Given instruction 1 → In the nightclub bar story, what does Jimmy say goes into a Gorilla Flush?
Given instruction 2 → Carry on the nightclub bar story from the point where its last sentence ends.

Source document →
***

IS THAT REALLY BIANCA JAGGER?
So I’m tending bar in the newest, hippest club in the universe. Before the night is over I might even make cigarette change for a celebrity. But I’m still a scuffler who pays child support with crumpled tip money. Le jardin is dead and it looks like I’m going to get stiffed on a Saturday night.
A little after 11 o’clock a haggard dude with a gray ponytail bops out of the elevator. The word spreads– “the DJ is here–” and everybody drops to one knee like he’s Richard The Lionhearted home from the Crusades. He is followed by a hotel porter (this in the days before unpaid “interns”) pushing a hand truck loaded with .45′s and LPs.
“Gimme a Gorilla Flush,” he says.
I look to Jimmy for guidance. “OJ with Seven-up and Perrier, a shot of grenadine and about twenty cherries,” he says. “Washes down the downs.”
I stock the bar. It’s top shelf –Commemorativo Tequila, VSOP cognacs, Wyborova Vodka, which is the height of class, single malt Glens, which are very exotic. Speaking of grenadine, I see three bottles in the carton.
“In most bars one grenadine lasts ten years,” I say.
“This is Sweet Tooth City,” says Jimmy. “You’ll go through all three bottles in one night.”
Jimmy turns an ashtray upside down under the bar and lays a two lines of coke on it. In a few fluid motions he takes two pachyderm snorts, rubs the residue on his gums and lights a cigarette.

***

Region labeling entries →

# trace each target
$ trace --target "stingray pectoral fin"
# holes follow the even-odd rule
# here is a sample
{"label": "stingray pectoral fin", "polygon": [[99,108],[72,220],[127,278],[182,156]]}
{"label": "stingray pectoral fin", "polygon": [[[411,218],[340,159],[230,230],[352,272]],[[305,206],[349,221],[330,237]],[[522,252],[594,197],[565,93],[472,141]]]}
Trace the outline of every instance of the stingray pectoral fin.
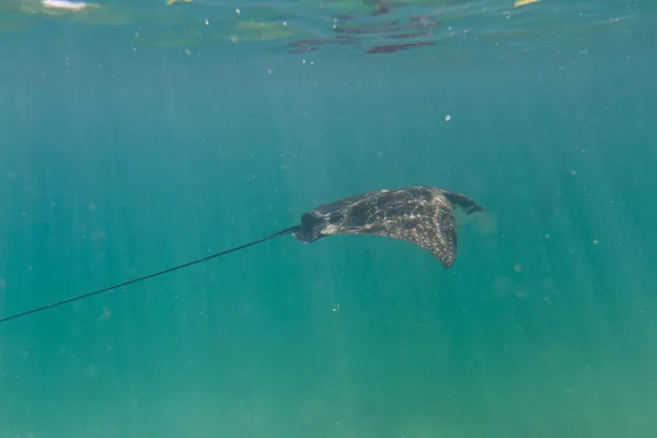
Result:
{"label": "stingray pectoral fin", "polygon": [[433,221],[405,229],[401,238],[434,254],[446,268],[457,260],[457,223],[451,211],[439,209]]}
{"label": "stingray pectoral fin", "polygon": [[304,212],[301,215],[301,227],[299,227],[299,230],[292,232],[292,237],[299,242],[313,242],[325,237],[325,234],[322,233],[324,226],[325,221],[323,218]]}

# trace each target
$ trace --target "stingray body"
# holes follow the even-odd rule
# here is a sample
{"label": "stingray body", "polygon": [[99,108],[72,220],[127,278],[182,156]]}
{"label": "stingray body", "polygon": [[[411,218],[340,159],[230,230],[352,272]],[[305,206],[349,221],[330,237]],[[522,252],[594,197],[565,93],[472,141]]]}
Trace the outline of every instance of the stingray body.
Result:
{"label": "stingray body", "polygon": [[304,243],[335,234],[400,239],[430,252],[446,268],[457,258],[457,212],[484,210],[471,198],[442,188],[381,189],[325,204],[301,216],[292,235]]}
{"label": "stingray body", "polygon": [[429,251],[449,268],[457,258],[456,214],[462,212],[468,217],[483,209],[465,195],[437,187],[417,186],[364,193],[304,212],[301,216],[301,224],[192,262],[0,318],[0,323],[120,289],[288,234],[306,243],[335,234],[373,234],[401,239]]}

***

Exercise answer 1 → OJ with Seven-up and Perrier, a shot of grenadine and about twenty cherries.

Exercise answer 2 →
“You can give yourself a coming on board drink, man, they’re cool with that,” he says.
What the hell I’m a short timer. I pour myself a triple Martell Cordon Bleu. Jimmy is glittering. I’m glowing. We slap fives.
The DJ goes up on stage for a “sound check,” and suddenly music is blasting out of speakers all over the room. He starts out with a medley of the ’50′s oldies. Another triple and I’m getting goose pimples. With every song another episode from my yearning adolescence flashes before me.
The DJ must be the Pied Piper. People begin trickling in. This is before velvet ropes and snotty doormen take the fun out of the scene. Fifi is at the door collecting admission. Pay your ten bucks and you’re on your own. It’s an eclectic crowd. Some chorus boys from Pippin, which is playing down the street—”we can only stay for a few dances; ” a few tall, blonde foreigners, who tell Addison “you are already very famous in Amsterdam; ” three guys in leather jackets who look like off duty cops; two couples in tuxes and prom gowns–but a closer look reveals they’re all guys; a few red-faced drunks who look like bus drivers, but talk like high school music teachers; a suburban midlife crisis couple–she with the mahogany tan and the polished eyeballs, he with the floral shirt open on the Magen David glittering in the chest hair.
The DJ waits for critical dance mass to be reached and switches to disco. Motown, Stax, Chess and suddenly a Sinatra ballad or even an old tune like Earth Angel…The crowd is his instrument. They go from festive to funky to nostalgic at his command.
The bar is three deep and frantic. No beer drinkers here. Everybody wants an “innuendo”cocktail. A “Harvey Wallbanger” (vodka, OJ, a float of Galliano,) A “Sloe Comfortable Screw”(sloe gin, Southern Comfort, OJ with a splash of Grenadine.) A “Foxy Lady,” (Amaretteo, creme de cacao and heavy cream.) A “Golden Shower” (Galliano, white cream de cacao, Triple Sec, OJ and cream, grenadine optional). A “Comesicle” (vodka, rum, white mint, orange juice and cream.)
After a half hour my fingers are sticky from the grenadine and I’ve got cream all over my shorts. Ira comes back to check the register and looks at the stains. “I’m glad somebody’s having fun…”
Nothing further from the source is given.